Page extract >>
Julia Vorobjova: The X-Ray Woman

The story of a woman and her curious healing powers

Somebody save the “X-Ray woman”. She has been healing hundreds of people for years and years, including illustrious people who ended up in history books. Now she is abandoned, alone, in a poor room in Donetsk, surrounded by the sad grayness of the rural Ukraine, the land of coal mines. Julia Vorobjova, seventy years old, salaried worker with a missionary smile, is not a common sensitive sorceress: she is like a superhero, as she is given exceptional powers which allow her to see and foresee other people’s diseases by simply looking “inside” their bodies.

The list of people who have benefited from her unique abilities is surprisingly long and, naturally, quite uncertain: Julia’s piercing eyes examined many Soviet Politburo members, such as Breznev and his successor as head of the PCUS, Andropov. Then, Boris Eltsin, Mikhail Gorbaciov, the first lady Raissa and the French president Mitterrand.

Even Pope Wojtyla, during a visit to Ukraine, was monitored by Julia’s magic eyes who gave – they say – precious advice to the Vatican medical staff. Then, with less shame, she was questioned by actors, singers, writers and even a dozen Soviet cosmonauts who included a visit to Julia in the long list of superstitious rites to celebrate before every launch. In fact, it is no coincidence that the lady is a honorary citizen of the Moscow stellar city, pride of Russian space research.

Julia’s story starts on the 3rd of March, 1978, in a dusty space of the Petrovskaja mine in Donetsk, she is sitting at the wheel of her crane, hacking on the old and insecure control panel. It short-circuited with a 380-volt-electric shock. Rescue and medical response: instantaneous death. Her body was left at the municipal morgue and then offered to medical students by her relatives. Here, a miracle happens.

A student, instructed by a professor, operates the removal of a toe, but, as he approaches the seemingly dead foot, he is hit by a splash of blood: Julia is still alive. Taking the lady back to the hospital, it takes her about one year to come out of her coma and heal. When she wakes up, she notices a missing toe and, above all, she discovers her “powers”. Disbelief is a must.

Suspicious scientists come from the University of Moscow, ready to disprove the phenomenon, but they have to admit that there is no rational explanation: Julia can see inside their bodies. It is true, although unbelievable. Julia is then addressed to the secret “90th department” of the KGB, which monitors science and research. People start checking her services out and she doesn’t miss a thing.

After the end of USSR, after the demolition of secret structures, she is forgotten and abandoned to her destiny. She keeps on offering aid to patients for free, without any income. She just asks for a board and health care. Official papers say she has nothing to receive and, therefore, she appeals to newspapers, invokes a bit of charity and recalls a verdict expressed by Moscow scientists: her inexplicable powers work on everyone but herself.

Your objective >>
Copy the part of the X-Ray Woman story word for word, beginning at "A student, instructed" and stopping after "miss a thing.".

Extracted information >>
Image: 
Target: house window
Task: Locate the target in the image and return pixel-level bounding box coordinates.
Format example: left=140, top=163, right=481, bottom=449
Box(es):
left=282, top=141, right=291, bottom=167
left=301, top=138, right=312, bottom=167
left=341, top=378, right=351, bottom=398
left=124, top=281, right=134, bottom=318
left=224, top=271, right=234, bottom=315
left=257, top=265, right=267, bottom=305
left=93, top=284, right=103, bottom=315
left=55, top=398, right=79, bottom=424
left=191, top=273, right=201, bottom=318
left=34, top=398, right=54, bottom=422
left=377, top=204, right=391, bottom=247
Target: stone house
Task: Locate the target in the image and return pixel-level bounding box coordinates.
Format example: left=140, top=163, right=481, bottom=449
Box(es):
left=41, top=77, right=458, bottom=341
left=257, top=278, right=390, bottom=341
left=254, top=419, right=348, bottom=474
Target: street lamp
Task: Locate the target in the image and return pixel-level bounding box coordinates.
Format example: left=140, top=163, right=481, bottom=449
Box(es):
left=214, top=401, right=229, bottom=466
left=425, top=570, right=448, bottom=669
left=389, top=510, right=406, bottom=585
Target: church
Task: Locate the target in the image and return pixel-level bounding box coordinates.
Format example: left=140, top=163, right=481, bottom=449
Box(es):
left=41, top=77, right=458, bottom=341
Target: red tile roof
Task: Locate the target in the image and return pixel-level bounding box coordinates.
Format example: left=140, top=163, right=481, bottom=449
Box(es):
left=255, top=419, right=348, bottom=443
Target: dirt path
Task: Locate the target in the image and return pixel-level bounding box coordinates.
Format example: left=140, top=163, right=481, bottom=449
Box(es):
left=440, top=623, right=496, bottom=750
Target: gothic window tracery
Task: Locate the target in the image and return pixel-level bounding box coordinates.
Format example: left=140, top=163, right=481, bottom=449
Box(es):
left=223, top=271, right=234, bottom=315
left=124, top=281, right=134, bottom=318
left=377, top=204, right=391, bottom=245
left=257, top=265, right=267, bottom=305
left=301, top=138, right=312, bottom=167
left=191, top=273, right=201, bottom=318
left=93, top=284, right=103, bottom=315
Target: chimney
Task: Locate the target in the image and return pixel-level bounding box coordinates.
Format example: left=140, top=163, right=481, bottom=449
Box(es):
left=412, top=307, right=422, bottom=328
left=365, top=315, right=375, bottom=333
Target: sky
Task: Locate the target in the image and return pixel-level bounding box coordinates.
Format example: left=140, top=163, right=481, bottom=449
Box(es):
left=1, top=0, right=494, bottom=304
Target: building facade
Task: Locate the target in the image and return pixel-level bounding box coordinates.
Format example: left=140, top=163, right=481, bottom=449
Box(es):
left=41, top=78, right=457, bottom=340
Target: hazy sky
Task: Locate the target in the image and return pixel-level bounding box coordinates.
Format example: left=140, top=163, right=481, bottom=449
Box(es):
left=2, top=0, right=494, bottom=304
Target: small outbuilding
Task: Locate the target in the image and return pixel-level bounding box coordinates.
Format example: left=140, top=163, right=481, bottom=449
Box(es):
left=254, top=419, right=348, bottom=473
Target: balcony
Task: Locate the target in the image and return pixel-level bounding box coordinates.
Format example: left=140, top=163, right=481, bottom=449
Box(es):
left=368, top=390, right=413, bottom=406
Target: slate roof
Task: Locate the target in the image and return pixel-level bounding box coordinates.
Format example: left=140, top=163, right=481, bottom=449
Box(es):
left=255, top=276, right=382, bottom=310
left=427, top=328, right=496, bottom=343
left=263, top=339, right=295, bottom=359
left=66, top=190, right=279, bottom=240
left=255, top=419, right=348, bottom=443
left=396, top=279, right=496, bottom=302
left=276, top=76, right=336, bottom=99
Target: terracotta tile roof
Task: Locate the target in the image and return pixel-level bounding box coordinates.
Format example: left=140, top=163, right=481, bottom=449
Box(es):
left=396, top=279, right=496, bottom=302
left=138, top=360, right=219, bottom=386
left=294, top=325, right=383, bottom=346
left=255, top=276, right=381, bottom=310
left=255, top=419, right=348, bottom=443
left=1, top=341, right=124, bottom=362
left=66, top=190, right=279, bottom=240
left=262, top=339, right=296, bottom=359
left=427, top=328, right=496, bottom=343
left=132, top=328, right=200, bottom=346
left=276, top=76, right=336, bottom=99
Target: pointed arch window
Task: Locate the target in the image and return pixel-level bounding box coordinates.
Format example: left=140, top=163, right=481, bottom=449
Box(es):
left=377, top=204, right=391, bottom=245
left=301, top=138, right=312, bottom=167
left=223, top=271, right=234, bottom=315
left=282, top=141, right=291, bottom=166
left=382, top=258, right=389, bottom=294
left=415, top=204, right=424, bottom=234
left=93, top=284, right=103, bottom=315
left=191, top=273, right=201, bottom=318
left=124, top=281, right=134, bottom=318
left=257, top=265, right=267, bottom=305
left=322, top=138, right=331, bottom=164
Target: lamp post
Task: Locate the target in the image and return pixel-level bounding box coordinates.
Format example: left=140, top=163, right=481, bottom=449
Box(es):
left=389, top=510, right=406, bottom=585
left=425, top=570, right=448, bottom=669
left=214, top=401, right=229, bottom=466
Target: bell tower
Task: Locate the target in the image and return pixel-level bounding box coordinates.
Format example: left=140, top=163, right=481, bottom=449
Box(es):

Answer box >>
A student, instructed by a professor, operates the removal of a toe, but, as he approaches the seemingly dead foot, he is hit by a splash of blood: Julia is still alive. Taking the lady back to the hospital, it takes her about one year to come out of her coma and heal. When she wakes up, she notices a missing toe and, above all, she discovers her “powers”. Disbelief is a must.

Suspicious scientists come from the University of Moscow, ready to disprove the phenomenon, but they have to admit that there is no rational explanation: Julia can see inside their bodies. It is true, although unbelievable. Julia is then addressed to the secret “90th department” of the KGB, which monitors science and research. People start checking her services out and she doesn’t miss a thing.